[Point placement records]
□ □ □ □ □

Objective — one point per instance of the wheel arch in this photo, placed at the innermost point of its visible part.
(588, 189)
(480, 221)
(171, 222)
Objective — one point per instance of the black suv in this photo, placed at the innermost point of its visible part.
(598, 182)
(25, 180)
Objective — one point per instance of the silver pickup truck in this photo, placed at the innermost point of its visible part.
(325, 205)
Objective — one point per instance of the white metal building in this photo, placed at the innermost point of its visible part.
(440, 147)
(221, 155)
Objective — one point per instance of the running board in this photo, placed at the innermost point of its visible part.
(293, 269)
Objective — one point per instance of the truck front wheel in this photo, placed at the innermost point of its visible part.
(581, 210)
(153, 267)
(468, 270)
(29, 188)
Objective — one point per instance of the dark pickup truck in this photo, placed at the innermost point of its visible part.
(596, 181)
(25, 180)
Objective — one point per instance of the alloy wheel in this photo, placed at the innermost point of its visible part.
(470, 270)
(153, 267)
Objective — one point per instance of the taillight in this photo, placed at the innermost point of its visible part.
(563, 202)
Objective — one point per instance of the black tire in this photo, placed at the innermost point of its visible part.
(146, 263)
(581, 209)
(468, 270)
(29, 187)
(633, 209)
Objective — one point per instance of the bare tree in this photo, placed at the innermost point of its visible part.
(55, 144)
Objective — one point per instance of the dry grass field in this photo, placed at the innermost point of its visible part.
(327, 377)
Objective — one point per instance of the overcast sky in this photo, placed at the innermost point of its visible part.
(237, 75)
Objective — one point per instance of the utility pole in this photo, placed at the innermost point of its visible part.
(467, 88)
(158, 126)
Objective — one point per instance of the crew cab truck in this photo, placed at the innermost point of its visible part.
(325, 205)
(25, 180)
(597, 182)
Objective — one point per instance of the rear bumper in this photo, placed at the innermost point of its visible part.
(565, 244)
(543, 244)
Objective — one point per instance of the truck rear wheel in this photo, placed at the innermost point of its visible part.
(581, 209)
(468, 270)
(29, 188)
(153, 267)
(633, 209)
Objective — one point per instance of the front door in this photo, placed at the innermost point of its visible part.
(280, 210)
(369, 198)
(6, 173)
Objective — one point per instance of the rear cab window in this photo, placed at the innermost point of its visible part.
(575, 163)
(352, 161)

□ □ □ □ □

# [Task instructions]
Only the lines from the one holding "Objective — one point per instance of the rear bumper" through the end of the listing should be given again, exactly and with both ends included.

# [Complete answer]
Objective — one point per instance of the rear bumper in this photo, placed at the innermost point of its visible part.
(565, 244)
(543, 244)
Objective — one point per instance of the truck rear wheel in this photo, placed at the innermost point of its visible part.
(581, 209)
(468, 270)
(29, 188)
(153, 267)
(633, 209)
Objective — one point per instance of the front door in this photo, placed at the innermost point of its visible part.
(280, 210)
(369, 198)
(6, 173)
Objective — one point per instance of the rear cab window in this photo, placed at the innermost point of its visible part.
(575, 163)
(352, 161)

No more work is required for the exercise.